-------- Record extracts

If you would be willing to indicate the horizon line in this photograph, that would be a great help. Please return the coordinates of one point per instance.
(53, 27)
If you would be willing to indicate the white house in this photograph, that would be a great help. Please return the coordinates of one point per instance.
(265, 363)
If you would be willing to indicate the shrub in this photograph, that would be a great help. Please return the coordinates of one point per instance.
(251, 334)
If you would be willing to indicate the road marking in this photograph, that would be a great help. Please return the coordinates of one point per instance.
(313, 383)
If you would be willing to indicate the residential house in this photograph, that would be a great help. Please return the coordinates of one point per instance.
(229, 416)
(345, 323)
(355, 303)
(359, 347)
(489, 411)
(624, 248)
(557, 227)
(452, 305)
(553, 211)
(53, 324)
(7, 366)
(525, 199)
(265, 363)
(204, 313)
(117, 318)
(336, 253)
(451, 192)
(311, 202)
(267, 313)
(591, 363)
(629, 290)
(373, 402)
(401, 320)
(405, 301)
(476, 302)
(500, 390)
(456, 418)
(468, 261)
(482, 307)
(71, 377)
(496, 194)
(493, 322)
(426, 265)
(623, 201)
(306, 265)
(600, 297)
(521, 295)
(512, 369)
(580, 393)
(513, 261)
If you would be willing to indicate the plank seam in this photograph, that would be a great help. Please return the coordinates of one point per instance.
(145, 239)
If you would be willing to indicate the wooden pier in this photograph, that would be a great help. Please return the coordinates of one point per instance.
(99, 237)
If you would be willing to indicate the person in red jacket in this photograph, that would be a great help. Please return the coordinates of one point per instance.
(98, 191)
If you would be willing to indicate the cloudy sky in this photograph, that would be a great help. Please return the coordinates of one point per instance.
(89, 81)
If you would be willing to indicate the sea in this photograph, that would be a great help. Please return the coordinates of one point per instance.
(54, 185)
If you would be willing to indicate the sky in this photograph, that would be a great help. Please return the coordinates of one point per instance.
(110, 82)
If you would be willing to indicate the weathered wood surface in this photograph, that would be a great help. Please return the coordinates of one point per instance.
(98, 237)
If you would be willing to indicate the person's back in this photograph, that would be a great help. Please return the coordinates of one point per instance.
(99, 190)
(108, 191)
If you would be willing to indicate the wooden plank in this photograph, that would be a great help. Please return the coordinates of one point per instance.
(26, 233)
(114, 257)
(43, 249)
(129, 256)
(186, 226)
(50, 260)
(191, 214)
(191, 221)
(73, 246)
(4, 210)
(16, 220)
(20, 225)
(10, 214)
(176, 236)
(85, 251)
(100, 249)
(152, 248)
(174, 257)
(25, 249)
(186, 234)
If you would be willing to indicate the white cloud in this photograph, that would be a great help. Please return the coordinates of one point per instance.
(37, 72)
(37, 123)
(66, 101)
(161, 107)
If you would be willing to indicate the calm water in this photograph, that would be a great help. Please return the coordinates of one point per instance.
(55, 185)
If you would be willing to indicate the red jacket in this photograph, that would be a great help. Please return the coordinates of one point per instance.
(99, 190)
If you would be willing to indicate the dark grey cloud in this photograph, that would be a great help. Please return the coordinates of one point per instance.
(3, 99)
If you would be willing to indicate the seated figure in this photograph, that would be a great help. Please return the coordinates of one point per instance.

----------------

What is expected
Keeping every word and mark as it is, print the entries above.

Solution to this task
If you would be willing to indicate the horizon line in this photograph, that would be a great help. Please return the coordinates of one point per instance.
(53, 27)
If you would be willing to indicate the white house in this photograph, that would be a great help. Please return the coordinates of one point per instance.
(265, 363)
If you would be willing to indicate the shrub in this photograph, that would be a great help. Please return the coordinates of one point per instance.
(251, 334)
If you would be willing to indicate the road marking in this photograph, that would be a great help. Please return the coordinates of one point per instance.
(313, 383)
If you would be willing to indicate the residential house in this photograph, that would be a great help. Please return the coordinates of one point per instance.
(229, 416)
(345, 323)
(355, 303)
(359, 347)
(489, 411)
(624, 248)
(557, 227)
(452, 305)
(553, 211)
(53, 324)
(7, 366)
(525, 199)
(265, 363)
(204, 313)
(117, 318)
(336, 253)
(451, 192)
(311, 202)
(267, 313)
(591, 363)
(629, 290)
(373, 402)
(401, 320)
(405, 301)
(476, 302)
(500, 390)
(456, 418)
(468, 261)
(482, 307)
(71, 377)
(496, 194)
(493, 322)
(426, 265)
(623, 201)
(306, 265)
(600, 297)
(521, 295)
(512, 369)
(580, 393)
(513, 261)
If you would be willing to indicate the plank seam in this photograph, that would be a great help. Please return the coordinates of one point per instance.
(145, 239)
If you would be willing to indicate the wooden pier in this photograph, that would be a great help. Please return the coordinates of one point per instance.
(99, 237)
If you would be willing to indicate the person in red jacket in this photograph, that would be a great help. Please return the coordinates of one point per instance.
(98, 191)
If you would be willing to indicate the cloudy sky in this photograph, that would be a great help. Please return the coordinates of one point per instance.
(89, 81)
If you would be willing to indicate the sea in this photograph, that would be a great help. Please return the coordinates of one point per instance.
(54, 185)
If you would be willing to indicate the sky in this photograph, that would be a great help. Please return the coordinates of one point per instance.
(110, 82)
If you would be willing to indicate the weathered wood surface in this photograph, that would be a great help. Please return the coordinates of one point per instance.
(98, 237)
If you would be willing to indicate the person's back in this photograph, that would be a great help. Please return the coordinates of one point per instance.
(99, 190)
(108, 191)
If you would be willing to indicate the wooden plank in this photograph, that would be a great help. Please return the coordinates of one point per instance.
(26, 233)
(114, 257)
(43, 249)
(129, 256)
(186, 226)
(50, 260)
(191, 214)
(191, 221)
(73, 246)
(4, 210)
(16, 220)
(20, 225)
(10, 214)
(176, 236)
(85, 251)
(100, 249)
(152, 248)
(174, 257)
(25, 249)
(186, 234)
If you would be willing to indicate the white cloud in this photograph, that would be a great help. Please return the coordinates of one point per instance.
(37, 72)
(37, 123)
(66, 101)
(161, 107)
If you would be willing to indicate the calm water in this photograph, that would be a great help. Please return the coordinates of one point per instance.
(55, 185)
If you would be willing to indicate the red jacket in this photograph, that would be a great help. Please return the coordinates of one point per instance.
(99, 190)
If you would be willing to indicate the dark grey cloud in this photograph, that would be a great help. Please return the coordinates of one point per instance.
(3, 99)
If you would be willing to indicate the seated figure in this photograph, that would be a great help. Please return the coordinates of one point per instance.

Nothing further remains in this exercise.